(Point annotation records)

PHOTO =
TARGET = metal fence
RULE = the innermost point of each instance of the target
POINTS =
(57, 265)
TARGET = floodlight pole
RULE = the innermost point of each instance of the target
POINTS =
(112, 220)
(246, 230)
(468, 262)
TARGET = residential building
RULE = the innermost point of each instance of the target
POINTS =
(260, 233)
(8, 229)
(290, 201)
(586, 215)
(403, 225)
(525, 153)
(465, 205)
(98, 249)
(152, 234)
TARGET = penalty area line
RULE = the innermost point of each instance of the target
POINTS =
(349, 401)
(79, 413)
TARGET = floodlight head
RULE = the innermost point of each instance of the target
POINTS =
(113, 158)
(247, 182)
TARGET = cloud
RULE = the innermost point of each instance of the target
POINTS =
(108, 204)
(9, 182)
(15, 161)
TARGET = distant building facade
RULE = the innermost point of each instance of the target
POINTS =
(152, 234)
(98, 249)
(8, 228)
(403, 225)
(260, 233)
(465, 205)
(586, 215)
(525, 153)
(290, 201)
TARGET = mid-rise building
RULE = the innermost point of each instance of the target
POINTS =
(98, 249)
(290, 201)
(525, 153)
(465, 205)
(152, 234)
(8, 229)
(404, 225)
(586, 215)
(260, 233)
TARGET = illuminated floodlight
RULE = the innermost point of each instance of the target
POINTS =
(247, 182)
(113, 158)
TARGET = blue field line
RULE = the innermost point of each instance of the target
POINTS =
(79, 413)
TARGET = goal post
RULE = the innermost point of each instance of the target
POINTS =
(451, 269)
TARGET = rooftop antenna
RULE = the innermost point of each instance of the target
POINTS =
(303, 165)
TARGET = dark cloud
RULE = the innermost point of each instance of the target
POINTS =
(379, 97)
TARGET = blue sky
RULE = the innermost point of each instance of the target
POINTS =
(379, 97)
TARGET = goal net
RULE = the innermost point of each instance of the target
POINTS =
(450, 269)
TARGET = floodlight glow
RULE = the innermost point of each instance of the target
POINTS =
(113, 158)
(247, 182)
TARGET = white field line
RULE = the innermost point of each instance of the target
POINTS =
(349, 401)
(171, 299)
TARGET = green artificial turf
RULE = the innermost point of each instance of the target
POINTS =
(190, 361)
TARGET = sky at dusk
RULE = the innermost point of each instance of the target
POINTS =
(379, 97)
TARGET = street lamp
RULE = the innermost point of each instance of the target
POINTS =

TASK DIRECTIONS: Recast every line of the records above as a numbered list, leaving out blank lines.

CORRECT ANSWER:
1. PHOTO =
2. TARGET = metal fence
3. RULE = the innermost point of each instance of the target
4. POINTS =
5. (57, 265)
6. TARGET = floodlight pole
7. RULE = the innermost point of each instance of the target
8. POINTS =
9. (112, 220)
10. (246, 230)
11. (468, 262)
12. TARGET = residential building
13. RULE = the innermost point of each instance of the target
14. POINTS =
15. (260, 233)
16. (8, 229)
17. (290, 201)
18. (586, 215)
19. (403, 225)
20. (525, 153)
21. (465, 205)
22. (98, 249)
23. (152, 234)
24. TARGET = penalty area line
25. RULE = the innermost point of each instance of the target
26. POINTS =
27. (349, 401)
28. (79, 413)
29. TARGET = floodlight head
30. RULE = the innermost point of each instance of the target
31. POINTS =
32. (113, 158)
33. (247, 182)
34. TARGET = cloud
35. RULE = the innermost point of each instance of the target
36. POINTS =
37. (108, 204)
38. (9, 182)
39. (15, 161)
40. TARGET = distant building facade
41. RULE = the innermost point of each instance of the target
42. POINTS =
43. (152, 234)
44. (98, 249)
45. (8, 228)
46. (403, 225)
47. (260, 233)
48. (465, 205)
49. (586, 215)
50. (525, 153)
51. (290, 201)
52. TARGET = mid-rise building
53. RULE = the innermost point of each instance of the target
54. POINTS =
55. (98, 249)
56. (290, 201)
57. (525, 153)
58. (465, 205)
59. (152, 234)
60. (8, 229)
61. (404, 225)
62. (586, 215)
63. (260, 233)
64. TARGET = illuminated floodlight
65. RULE = the innermost point of each instance of the target
66. POINTS =
67. (247, 182)
68. (113, 158)
69. TARGET = blue field line
70. RULE = the innermost point of each instance of the target
71. POINTS =
72. (79, 413)
73. TARGET = goal post
74. RULE = the innermost point of each instance of the target
75. POINTS =
76. (451, 269)
77. TARGET = rooftop antenna
78. RULE = the innermost point of each instance of the target
79. POINTS =
80. (303, 165)
81. TARGET = dark cloud
82. RULE = the innermost point of each instance of the target
83. POINTS =
84. (379, 97)
85. TARGET = blue sky
86. RULE = the innermost point of each instance of the target
87. POINTS =
88. (379, 97)
89. TARGET = goal net
90. RULE = the innermost point of each instance of the target
91. POINTS =
92. (450, 269)
93. TARGET = floodlight glow
94. RULE = the innermost point of each instance of the target
95. POINTS =
96. (113, 158)
97. (247, 182)
98. TARGET = white field line
99. RULE = the innermost point of each instance of the target
100. POINTS =
101. (349, 401)
102. (171, 299)
103. TARGET = green artificial turf
104. RULE = the innermost point of each instance of the target
105. POINTS =
106. (190, 361)
107. TARGET = sky at dusk
108. RULE = the innermost point of each instance of the target
109. POINTS =
110. (379, 97)
111. TARGET = street lamp
112. RULE = the innermost point of each instance of the target
113. POINTS =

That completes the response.